Records supplied

*** Begin section ***

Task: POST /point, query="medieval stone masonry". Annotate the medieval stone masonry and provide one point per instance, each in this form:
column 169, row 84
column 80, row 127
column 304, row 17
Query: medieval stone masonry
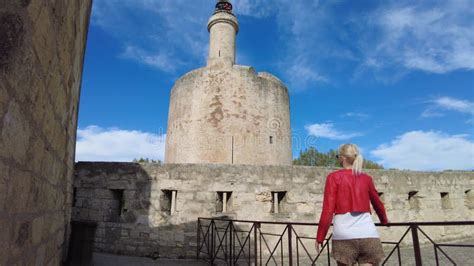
column 41, row 57
column 147, row 220
column 226, row 113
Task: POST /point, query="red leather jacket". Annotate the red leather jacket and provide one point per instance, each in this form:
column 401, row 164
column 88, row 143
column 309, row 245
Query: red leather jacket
column 345, row 192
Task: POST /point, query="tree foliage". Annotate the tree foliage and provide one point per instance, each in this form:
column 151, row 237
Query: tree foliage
column 146, row 160
column 313, row 157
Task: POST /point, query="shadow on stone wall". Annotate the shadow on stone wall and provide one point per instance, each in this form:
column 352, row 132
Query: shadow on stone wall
column 133, row 206
column 129, row 219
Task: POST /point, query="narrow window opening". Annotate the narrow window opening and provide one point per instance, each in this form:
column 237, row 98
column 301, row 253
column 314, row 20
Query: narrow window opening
column 469, row 198
column 74, row 197
column 116, row 205
column 414, row 200
column 445, row 201
column 278, row 198
column 223, row 201
column 168, row 201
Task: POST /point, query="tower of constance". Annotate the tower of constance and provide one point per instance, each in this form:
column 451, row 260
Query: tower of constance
column 226, row 113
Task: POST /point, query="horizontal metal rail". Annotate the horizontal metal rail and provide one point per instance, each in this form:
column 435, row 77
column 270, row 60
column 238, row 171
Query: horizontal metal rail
column 224, row 240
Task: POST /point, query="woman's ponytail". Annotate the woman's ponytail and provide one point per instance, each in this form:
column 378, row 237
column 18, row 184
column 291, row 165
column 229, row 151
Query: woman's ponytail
column 357, row 165
column 352, row 154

*** End section ***

What you are asked to do
Beginning with the line that contains "column 169, row 84", write out the lines of the material above exactly, and end with the line that contains "column 401, row 164". Omit the pictures.

Exercise result
column 169, row 84
column 80, row 127
column 304, row 17
Query: medieval stone masonry
column 41, row 57
column 147, row 220
column 226, row 113
Task: POST /point, query="red leather jacket". Annotate the red leather jacket and provide one point per instance, each in this form:
column 401, row 164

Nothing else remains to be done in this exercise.